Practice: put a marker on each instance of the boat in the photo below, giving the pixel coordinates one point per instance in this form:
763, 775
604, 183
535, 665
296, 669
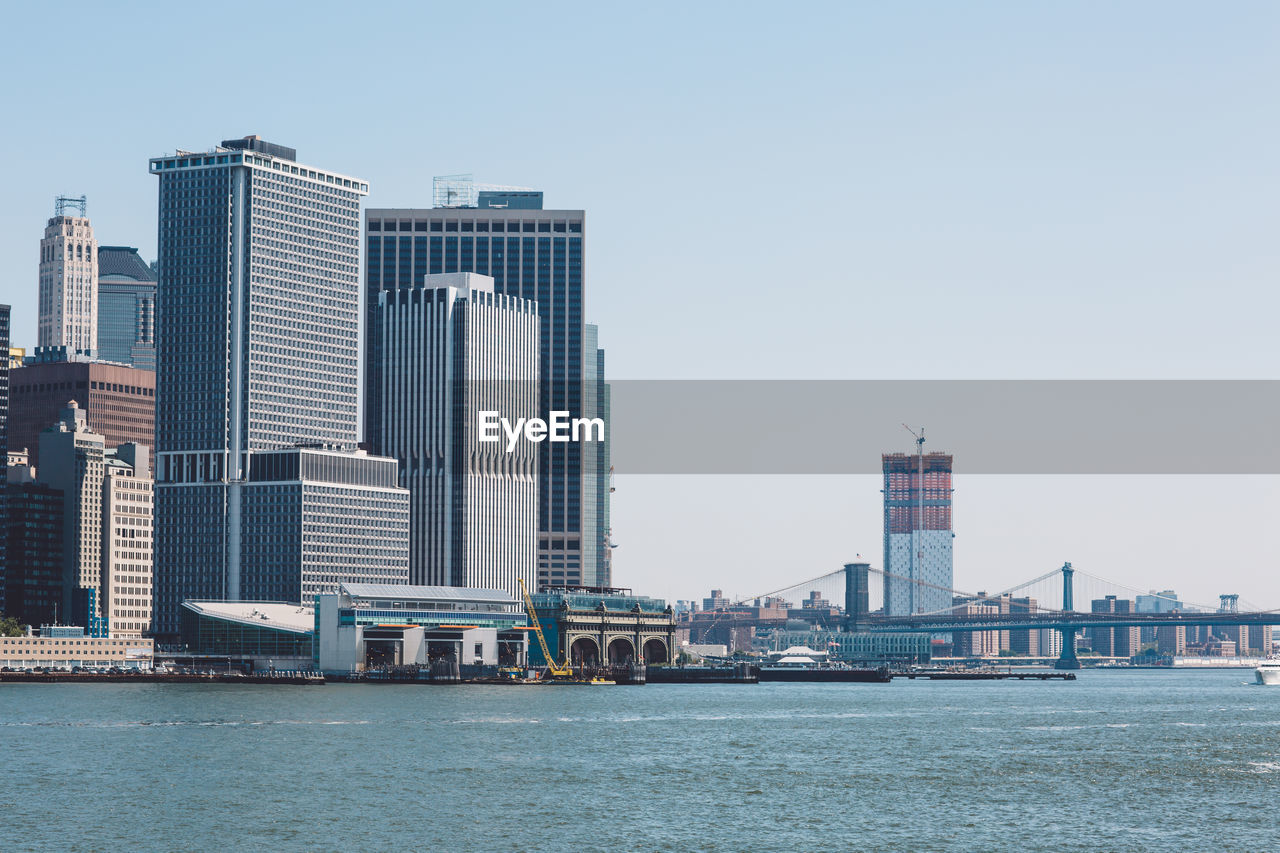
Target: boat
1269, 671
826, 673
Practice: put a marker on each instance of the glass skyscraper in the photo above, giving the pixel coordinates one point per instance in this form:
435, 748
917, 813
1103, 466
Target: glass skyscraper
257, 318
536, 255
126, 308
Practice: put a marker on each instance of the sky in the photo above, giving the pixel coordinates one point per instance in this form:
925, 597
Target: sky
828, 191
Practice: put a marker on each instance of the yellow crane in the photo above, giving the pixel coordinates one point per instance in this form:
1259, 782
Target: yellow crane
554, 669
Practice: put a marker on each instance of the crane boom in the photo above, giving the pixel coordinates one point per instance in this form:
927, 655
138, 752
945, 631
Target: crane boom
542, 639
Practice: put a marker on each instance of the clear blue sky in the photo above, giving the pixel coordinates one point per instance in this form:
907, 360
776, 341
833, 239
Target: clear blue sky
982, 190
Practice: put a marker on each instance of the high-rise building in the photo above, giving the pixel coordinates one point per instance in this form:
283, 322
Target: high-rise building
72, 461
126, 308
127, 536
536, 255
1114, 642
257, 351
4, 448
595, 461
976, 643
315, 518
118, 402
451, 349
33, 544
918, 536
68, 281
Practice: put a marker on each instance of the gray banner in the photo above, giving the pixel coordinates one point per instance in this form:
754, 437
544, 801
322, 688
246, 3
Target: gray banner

══════════════════════════════

◆ **PROMPT**:
Lines holding the word "giving" are the answer; copy every one from the records above.

◆ **EXERCISE ANSWER**:
Practice: put a marker on each instance of the boat in the photo below, giving the pixel coordinates one point per instance in this form:
Practice: put a marker on each instance of the glass skyscraper in the photo above, giving the pixel coordinates one point per instance in this form:
Practice: put a marker on each instance of the sky in the photo above, giving the pixel coordinates one point per instance in this form:
Practice: put a marker on each instance of the yellow crane in the photo above, giving the pixel coordinates one point per instance in this form:
Practice: put a marker on each instance of the crane boom in the photo above, giving the pixel coordinates one point per instance in this form:
Practice: put a marker on each instance of the clear blue sky in the photo above, giving the pixel coordinates one point per instance in this form:
Practice: put a marker on each instance of the high-rise building in the photo above, giving the pixel coordinates one point per instance in this form:
Practice: put a marker on each instance of the gray banner in the photo above, giving the pixel coordinates one point per instance in this form:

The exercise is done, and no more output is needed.